▶ Location identification items
◇ ◇ ◇

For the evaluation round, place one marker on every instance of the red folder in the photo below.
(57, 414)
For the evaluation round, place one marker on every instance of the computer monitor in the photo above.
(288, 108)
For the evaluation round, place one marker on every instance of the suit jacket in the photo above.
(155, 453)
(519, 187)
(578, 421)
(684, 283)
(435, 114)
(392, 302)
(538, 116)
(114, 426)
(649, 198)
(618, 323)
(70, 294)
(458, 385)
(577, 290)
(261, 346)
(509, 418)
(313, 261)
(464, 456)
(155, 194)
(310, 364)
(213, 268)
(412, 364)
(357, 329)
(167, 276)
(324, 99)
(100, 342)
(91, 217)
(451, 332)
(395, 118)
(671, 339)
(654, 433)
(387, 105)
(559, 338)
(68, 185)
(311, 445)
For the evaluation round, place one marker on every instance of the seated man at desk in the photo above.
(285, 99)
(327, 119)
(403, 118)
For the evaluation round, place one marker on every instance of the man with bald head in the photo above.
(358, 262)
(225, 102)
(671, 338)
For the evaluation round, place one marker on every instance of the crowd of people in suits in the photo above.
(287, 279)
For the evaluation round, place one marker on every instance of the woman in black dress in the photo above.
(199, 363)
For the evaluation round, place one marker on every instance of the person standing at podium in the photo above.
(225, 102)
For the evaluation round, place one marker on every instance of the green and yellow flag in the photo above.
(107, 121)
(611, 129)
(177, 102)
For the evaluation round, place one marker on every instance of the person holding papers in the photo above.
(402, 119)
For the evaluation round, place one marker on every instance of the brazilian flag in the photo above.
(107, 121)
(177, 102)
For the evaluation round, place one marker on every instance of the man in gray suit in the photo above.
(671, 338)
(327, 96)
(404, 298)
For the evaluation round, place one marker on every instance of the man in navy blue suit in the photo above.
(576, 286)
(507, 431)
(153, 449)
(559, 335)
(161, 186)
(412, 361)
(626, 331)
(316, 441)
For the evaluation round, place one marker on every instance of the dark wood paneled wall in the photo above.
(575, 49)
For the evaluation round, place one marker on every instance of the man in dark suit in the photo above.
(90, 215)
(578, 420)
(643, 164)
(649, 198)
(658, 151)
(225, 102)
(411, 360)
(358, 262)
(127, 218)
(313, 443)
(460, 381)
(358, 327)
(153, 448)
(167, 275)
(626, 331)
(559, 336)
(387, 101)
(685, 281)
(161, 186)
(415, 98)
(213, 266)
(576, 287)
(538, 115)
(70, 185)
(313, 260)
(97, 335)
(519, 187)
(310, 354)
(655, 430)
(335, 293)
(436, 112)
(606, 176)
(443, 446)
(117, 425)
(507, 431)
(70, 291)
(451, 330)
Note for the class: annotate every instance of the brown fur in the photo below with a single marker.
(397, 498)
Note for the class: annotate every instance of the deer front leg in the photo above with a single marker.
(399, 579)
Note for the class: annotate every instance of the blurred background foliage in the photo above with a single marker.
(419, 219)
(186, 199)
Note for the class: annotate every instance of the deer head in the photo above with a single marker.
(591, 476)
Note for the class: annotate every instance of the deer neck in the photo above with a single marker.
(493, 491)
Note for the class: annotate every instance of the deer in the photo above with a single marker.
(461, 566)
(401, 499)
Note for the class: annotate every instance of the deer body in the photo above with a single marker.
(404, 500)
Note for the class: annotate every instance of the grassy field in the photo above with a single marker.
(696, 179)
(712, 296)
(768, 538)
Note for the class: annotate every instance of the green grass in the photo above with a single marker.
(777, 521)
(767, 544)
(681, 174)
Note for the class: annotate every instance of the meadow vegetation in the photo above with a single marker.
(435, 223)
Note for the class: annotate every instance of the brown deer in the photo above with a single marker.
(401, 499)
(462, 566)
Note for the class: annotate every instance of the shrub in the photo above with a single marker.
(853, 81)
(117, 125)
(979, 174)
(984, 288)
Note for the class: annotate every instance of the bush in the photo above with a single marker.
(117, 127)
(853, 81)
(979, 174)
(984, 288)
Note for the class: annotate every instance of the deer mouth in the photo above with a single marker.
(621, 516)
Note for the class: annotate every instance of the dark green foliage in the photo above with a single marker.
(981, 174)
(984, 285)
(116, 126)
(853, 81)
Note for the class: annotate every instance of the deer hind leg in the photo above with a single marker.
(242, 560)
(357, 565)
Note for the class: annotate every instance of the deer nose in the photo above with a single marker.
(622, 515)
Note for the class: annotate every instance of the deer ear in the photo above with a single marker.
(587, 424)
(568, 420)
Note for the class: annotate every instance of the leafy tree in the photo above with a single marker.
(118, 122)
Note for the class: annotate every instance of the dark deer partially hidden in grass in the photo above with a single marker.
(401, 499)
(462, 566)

◇ ◇ ◇

▶ TASK DESCRIPTION
Show the data once more, exactly as it was written.

▶ THE RESULT
For the evaluation round, place one marker on every instance of the red folder in the photo below.
(57, 414)
For the evaluation round, place one marker on every instance of the computer monitor in the photo above.
(288, 108)
For the evaluation round, place one marker on every instance of the suit jacket in the photo above.
(155, 453)
(519, 187)
(578, 421)
(684, 283)
(435, 114)
(392, 302)
(538, 116)
(114, 426)
(649, 198)
(618, 323)
(70, 294)
(458, 385)
(577, 290)
(261, 346)
(509, 418)
(313, 261)
(464, 456)
(155, 194)
(310, 364)
(213, 268)
(412, 364)
(357, 329)
(167, 276)
(324, 99)
(100, 342)
(91, 217)
(451, 332)
(395, 118)
(671, 339)
(654, 433)
(387, 105)
(559, 338)
(68, 185)
(311, 445)
For the evaluation round, place one marker on every instance of the seated man at desk in the photo above.
(285, 99)
(327, 119)
(403, 118)
For the evaluation round, place one marker on every instance of the man with bald head in the photo above.
(358, 262)
(225, 102)
(671, 338)
For the evaluation round, place one marker on every instance of the crowd of people in suits in the photo above.
(287, 279)
For the evaluation round, place one marker on every instance of the woman in black dress in the photo above.
(199, 363)
For the evaluation round, place one marker on every instance of the person standing at podium in the photo above.
(225, 102)
For the evaluation round, place one marker on every instance of the green and yellow flag in the photo above.
(107, 121)
(611, 129)
(177, 102)
For the evaluation round, place one marker on every instance of the person holding papers in the photo above.
(402, 119)
For the evaluation round, place one marker on every instance of the brazilian flag in the photo above.
(107, 121)
(177, 102)
For the evaluation round, place one marker on every instance of the man in gray suit in the photo above.
(671, 338)
(327, 96)
(404, 298)
For the evaluation round, place one marker on every instance of the man in navy blue suit in the photo above.
(576, 286)
(507, 431)
(153, 449)
(559, 335)
(161, 186)
(412, 361)
(626, 331)
(316, 441)
For the evaluation round, place one marker on every instance of the dark wood paneled wall in the photo above.
(575, 49)
For the evaluation round, place one marker on every instance of the man in dark suit in the photo above.
(90, 215)
(578, 420)
(643, 164)
(649, 198)
(658, 151)
(225, 102)
(411, 360)
(358, 262)
(127, 218)
(313, 443)
(460, 381)
(358, 327)
(153, 448)
(167, 275)
(626, 331)
(559, 336)
(387, 101)
(685, 281)
(161, 186)
(415, 98)
(213, 266)
(576, 287)
(538, 115)
(70, 185)
(313, 260)
(97, 335)
(519, 187)
(310, 354)
(655, 430)
(335, 293)
(436, 112)
(606, 176)
(443, 446)
(117, 425)
(507, 431)
(70, 291)
(451, 330)
Note for the class: annotate every instance of the brown fur in the photo below with a single marker.
(397, 498)
Note for the class: annotate every instance of the deer front leg in the photo above with a single marker.
(399, 579)
Note for the class: annotate every instance of the blurred background foliage in the photo above with a single marker.
(419, 219)
(186, 199)
Note for the class: annotate every instance of the deer head in the photo above with a single marker.
(591, 476)
Note for the class: annotate every instance of the deer neck in the photo above with a single marker.
(493, 491)
Note for the class: annotate every instance of the deer in the photo above with a single marker.
(461, 566)
(401, 499)
Note for the class: annotate every instance of the deer body in the photo above with a single marker.
(404, 500)
Note for the class: annotate every instance of the grassy field in the photo above with a single marker.
(696, 179)
(712, 296)
(768, 538)
Note for the class: annotate every instance of the green grass in the photo above with a single marker.
(777, 521)
(767, 544)
(681, 174)
Note for the class: annotate every instance of the meadow vegetation in the photo above with a single marker.
(435, 223)
Note for the class: annotate every instance of the brown deer in the photo above with a single marker.
(401, 499)
(462, 566)
Note for the class: annotate every instance of the shrub in the photo above with a single marker.
(853, 81)
(117, 125)
(979, 174)
(984, 288)
Note for the class: annotate every instance of the bush in the photo above with a single marker.
(117, 127)
(853, 81)
(979, 174)
(984, 288)
Note for the class: annotate every instance of the deer mouth in the photo above with a single marker.
(621, 516)
Note for the class: annotate every instance of the dark green foliage in the photo above with a single marker.
(981, 174)
(984, 285)
(116, 126)
(853, 81)
Note for the class: annotate every instance of the deer hind leg in the photo above with a single marker.
(242, 560)
(357, 565)
Note for the class: annotate every instance of the deer nose in the photo above with a single marker.
(622, 515)
Note for the class: annotate every instance of the deer ear in the photo above with a single marker.
(587, 424)
(568, 420)
Note for the class: annotate every instance of the leafy tree in the photo above with a single marker.
(118, 122)
Note for the class: annotate every instance of the dark deer partially hidden in grass in the photo above with a single marker.
(401, 499)
(462, 566)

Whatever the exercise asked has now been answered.